§ **What to do**:
- a) In the article on Safford's new utilities director, on what date will Jason Brimhall begin?
- b) From the article on Safford's new utilities director, reproduce word for word the passage from "Those tasks were" up to and including "find one since.".

§ **Source document**:
--- --- ---

Safford City Manager John Cassella

After an unsuccessful search for an assistant city manager, Safford City Manager John Cassella said he is pleased to announce he thinks he’s found an excellent new utilities director.

Jason Brimhall will begin Sept. 27.

A few years ago, Utilities Director Jenny Howard left the city to go to the Graham County Co-op and then City Manager Horatio Skeete opted to create an assistant city manager position and assigned Howard’s replacement with her tasks, Cassella said.

Those tasks were his during his one-year stint as assistant town manager and would’ve fallen to his successor if he’d been able to find one, Cassella said. The one candidate he hired was let go during his probationary period and he’s not been able to find one since.

Most of the candidates either didn’t have enough experience or were toward the end of their career, he said.

--- --- ---

§ **Supplied information**:
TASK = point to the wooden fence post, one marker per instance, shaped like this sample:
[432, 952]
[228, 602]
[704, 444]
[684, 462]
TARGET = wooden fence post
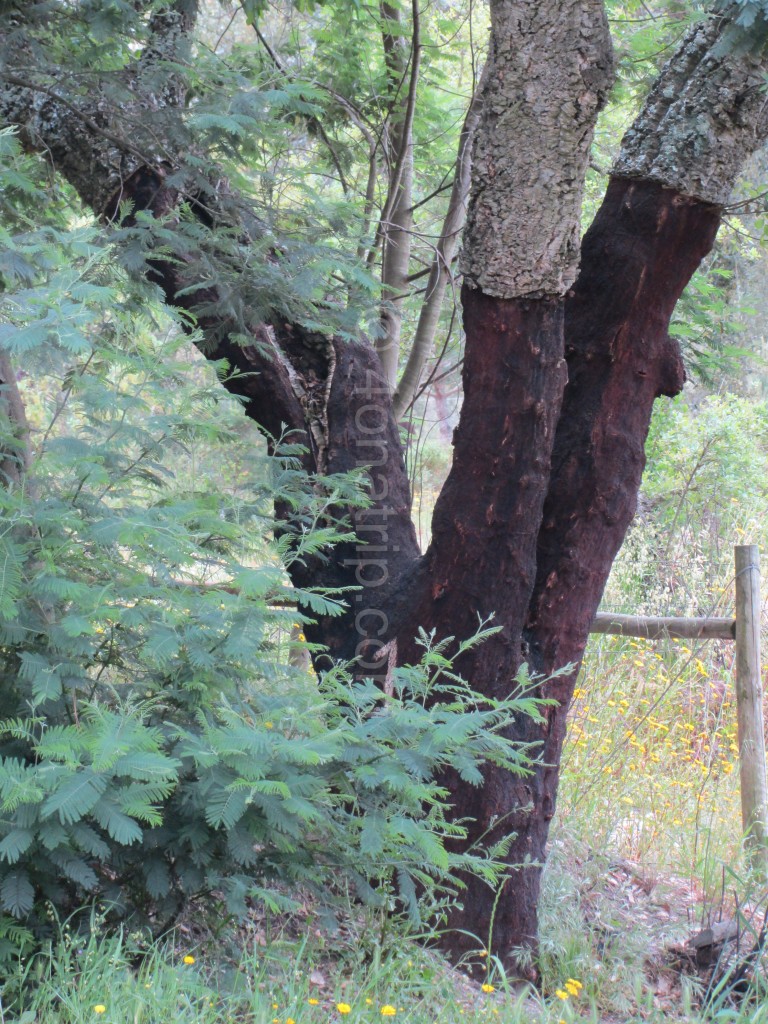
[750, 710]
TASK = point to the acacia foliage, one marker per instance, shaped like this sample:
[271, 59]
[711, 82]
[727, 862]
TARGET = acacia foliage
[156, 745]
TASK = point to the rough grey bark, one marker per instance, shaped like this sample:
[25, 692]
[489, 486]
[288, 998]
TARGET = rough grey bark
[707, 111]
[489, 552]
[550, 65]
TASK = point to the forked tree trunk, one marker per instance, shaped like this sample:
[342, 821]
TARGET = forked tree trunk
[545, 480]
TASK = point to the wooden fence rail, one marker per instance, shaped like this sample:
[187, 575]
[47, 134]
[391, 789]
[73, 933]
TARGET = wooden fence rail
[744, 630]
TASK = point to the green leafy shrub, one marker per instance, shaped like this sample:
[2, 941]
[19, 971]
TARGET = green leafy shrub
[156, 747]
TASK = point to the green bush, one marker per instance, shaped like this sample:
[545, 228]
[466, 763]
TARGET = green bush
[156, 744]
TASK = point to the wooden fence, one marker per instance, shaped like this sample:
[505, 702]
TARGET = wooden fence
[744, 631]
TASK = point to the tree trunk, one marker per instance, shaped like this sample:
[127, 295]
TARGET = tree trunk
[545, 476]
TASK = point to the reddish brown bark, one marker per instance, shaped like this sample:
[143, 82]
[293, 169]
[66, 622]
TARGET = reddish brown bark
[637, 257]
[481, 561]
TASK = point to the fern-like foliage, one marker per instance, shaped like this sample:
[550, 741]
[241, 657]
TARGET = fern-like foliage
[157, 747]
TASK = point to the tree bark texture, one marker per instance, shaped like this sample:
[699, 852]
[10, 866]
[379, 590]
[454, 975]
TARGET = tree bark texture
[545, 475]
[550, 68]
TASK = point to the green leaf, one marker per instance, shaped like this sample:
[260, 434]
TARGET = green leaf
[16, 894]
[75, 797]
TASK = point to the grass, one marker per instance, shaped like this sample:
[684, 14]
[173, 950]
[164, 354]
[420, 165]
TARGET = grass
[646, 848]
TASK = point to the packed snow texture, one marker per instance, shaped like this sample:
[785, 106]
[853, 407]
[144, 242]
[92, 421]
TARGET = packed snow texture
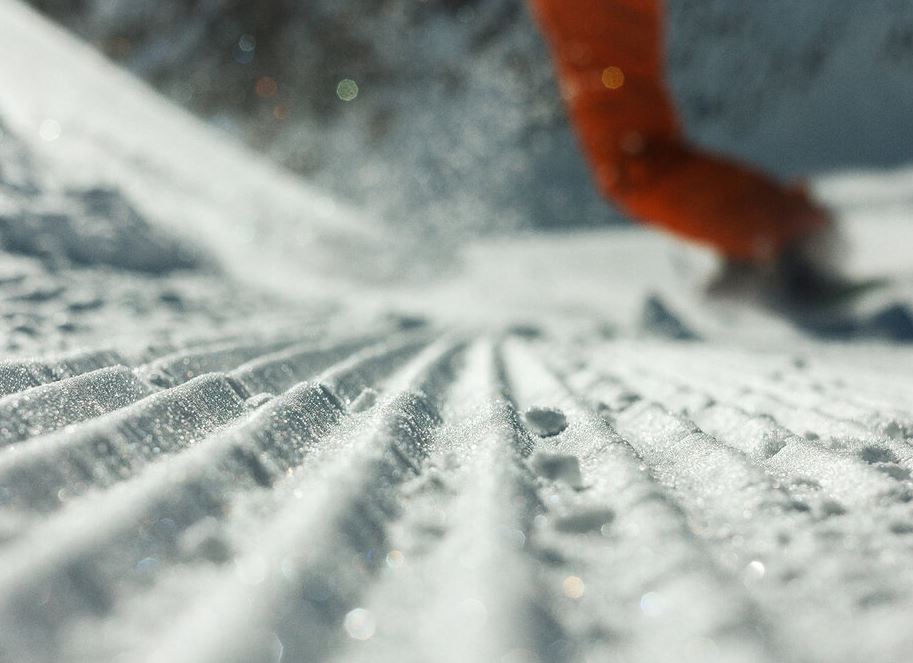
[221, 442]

--- --- ---

§ **Exercise responses**:
- a) Sept. 27

- b)
Those tasks were his during his one-year stint as assistant town manager and would’ve fallen to his successor if he’d been able to find one, Cassella said. The one candidate he hired was let go during his probationary period and he’s not been able to find one since.